The input –
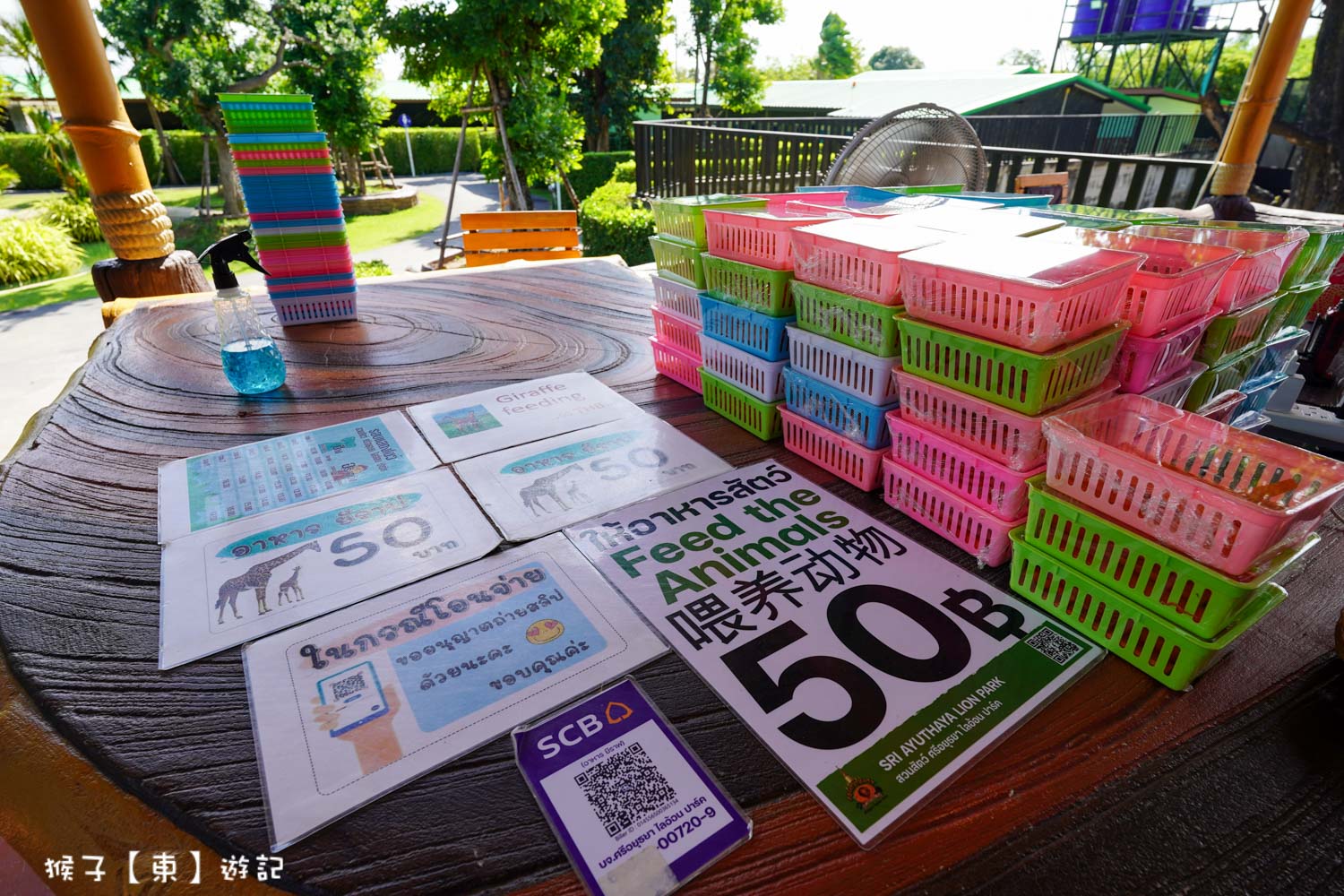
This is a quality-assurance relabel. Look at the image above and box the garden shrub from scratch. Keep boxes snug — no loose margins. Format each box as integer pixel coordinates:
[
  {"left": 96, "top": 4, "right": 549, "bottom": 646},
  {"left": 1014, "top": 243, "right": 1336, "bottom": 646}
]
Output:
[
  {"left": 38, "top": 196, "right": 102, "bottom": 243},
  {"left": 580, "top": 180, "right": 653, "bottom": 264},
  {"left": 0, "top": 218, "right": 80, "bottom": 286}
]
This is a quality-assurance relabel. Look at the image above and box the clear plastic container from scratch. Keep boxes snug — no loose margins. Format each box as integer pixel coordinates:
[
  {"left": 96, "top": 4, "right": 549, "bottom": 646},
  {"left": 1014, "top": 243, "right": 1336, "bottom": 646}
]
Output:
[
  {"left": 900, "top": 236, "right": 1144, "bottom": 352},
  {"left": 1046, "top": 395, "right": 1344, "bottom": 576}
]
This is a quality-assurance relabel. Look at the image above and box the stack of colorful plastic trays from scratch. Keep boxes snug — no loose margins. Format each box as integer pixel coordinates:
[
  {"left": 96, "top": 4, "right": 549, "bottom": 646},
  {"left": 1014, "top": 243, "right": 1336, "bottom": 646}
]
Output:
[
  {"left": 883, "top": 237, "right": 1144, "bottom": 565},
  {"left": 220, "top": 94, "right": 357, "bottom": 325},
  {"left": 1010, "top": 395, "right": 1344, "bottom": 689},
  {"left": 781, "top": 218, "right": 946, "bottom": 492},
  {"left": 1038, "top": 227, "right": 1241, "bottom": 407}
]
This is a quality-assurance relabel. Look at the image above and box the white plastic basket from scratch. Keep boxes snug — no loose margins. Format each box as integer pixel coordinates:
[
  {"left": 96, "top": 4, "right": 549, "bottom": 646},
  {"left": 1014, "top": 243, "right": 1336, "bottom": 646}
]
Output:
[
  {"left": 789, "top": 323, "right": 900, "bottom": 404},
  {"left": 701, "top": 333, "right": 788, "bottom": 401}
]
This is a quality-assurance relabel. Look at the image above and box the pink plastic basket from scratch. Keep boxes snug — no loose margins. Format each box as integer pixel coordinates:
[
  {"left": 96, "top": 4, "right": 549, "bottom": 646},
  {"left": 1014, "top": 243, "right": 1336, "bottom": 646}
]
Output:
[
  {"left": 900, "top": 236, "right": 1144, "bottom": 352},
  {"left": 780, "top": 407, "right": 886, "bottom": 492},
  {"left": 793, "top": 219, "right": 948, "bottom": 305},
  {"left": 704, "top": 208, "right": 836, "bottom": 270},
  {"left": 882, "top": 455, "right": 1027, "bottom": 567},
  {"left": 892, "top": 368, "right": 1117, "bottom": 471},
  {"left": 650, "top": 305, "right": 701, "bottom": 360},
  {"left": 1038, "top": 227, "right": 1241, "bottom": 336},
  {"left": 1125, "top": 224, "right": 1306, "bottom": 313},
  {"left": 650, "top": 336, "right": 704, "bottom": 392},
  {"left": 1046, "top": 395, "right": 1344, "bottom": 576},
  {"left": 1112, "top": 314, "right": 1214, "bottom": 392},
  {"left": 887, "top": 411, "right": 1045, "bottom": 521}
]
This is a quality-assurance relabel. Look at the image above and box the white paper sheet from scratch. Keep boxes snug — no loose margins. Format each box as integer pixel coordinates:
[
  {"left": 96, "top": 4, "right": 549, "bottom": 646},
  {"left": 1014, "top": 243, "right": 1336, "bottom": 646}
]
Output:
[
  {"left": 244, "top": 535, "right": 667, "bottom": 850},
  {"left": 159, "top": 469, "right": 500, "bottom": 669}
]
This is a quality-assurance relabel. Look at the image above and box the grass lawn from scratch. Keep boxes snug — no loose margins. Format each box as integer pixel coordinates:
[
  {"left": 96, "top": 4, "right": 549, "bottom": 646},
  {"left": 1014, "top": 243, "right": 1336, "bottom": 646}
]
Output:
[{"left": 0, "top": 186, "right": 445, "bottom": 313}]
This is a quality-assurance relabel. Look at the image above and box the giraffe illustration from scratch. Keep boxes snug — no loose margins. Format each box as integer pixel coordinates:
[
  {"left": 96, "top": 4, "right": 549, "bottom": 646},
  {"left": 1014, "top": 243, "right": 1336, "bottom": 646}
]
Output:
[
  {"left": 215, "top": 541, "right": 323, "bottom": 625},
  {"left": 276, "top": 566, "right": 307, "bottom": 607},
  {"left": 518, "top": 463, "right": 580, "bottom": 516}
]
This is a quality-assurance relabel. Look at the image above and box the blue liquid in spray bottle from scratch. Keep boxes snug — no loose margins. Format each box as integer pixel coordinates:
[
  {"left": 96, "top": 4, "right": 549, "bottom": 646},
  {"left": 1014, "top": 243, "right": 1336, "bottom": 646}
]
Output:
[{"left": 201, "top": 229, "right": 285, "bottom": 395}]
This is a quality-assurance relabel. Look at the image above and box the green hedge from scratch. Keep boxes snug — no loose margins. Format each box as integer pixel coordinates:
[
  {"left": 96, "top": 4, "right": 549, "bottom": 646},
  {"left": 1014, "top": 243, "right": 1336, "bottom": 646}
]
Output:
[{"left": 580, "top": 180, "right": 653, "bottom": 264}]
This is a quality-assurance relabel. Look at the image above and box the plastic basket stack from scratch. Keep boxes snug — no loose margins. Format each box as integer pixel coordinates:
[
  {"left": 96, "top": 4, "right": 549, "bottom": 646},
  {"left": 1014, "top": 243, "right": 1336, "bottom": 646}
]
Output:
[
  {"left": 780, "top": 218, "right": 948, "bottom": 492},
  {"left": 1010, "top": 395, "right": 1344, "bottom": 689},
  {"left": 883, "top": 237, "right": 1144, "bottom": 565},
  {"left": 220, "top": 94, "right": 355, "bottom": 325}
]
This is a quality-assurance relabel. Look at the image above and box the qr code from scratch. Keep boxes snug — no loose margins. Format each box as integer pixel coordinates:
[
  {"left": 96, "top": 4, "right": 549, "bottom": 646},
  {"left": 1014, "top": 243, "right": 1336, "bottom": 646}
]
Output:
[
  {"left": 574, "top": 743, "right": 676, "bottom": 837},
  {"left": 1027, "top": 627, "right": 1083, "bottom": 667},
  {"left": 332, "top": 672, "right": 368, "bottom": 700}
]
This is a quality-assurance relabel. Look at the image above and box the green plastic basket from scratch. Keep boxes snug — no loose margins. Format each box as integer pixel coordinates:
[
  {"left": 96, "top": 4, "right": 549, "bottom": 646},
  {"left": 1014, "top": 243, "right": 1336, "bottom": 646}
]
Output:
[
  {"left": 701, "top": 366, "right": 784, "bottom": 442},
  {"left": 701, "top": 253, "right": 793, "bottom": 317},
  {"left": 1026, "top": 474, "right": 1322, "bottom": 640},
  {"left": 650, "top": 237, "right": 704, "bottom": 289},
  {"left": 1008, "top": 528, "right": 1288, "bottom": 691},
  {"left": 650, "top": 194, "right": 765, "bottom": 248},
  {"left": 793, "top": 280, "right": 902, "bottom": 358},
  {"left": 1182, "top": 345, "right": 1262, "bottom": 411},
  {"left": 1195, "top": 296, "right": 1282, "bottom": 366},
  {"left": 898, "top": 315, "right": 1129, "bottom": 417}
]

Aim of the task –
Write out, word for word, every line from the one containing "the green plastic" through the last line of the records above.

Solution below –
This is a quality-assurance relabel. Look at the image above and box the green plastic basket from scratch. Keep boxes snug — no loose margins. Format each box as integer pixel coordinates:
[
  {"left": 96, "top": 4, "right": 549, "bottom": 646},
  {"left": 1014, "top": 243, "right": 1336, "bottom": 646}
]
Output:
[
  {"left": 701, "top": 366, "right": 784, "bottom": 442},
  {"left": 701, "top": 253, "right": 793, "bottom": 317},
  {"left": 1026, "top": 474, "right": 1322, "bottom": 640},
  {"left": 650, "top": 237, "right": 704, "bottom": 289},
  {"left": 1008, "top": 528, "right": 1288, "bottom": 691},
  {"left": 650, "top": 194, "right": 765, "bottom": 248},
  {"left": 793, "top": 280, "right": 902, "bottom": 358},
  {"left": 1182, "top": 345, "right": 1262, "bottom": 411},
  {"left": 1195, "top": 296, "right": 1282, "bottom": 366},
  {"left": 898, "top": 315, "right": 1129, "bottom": 417}
]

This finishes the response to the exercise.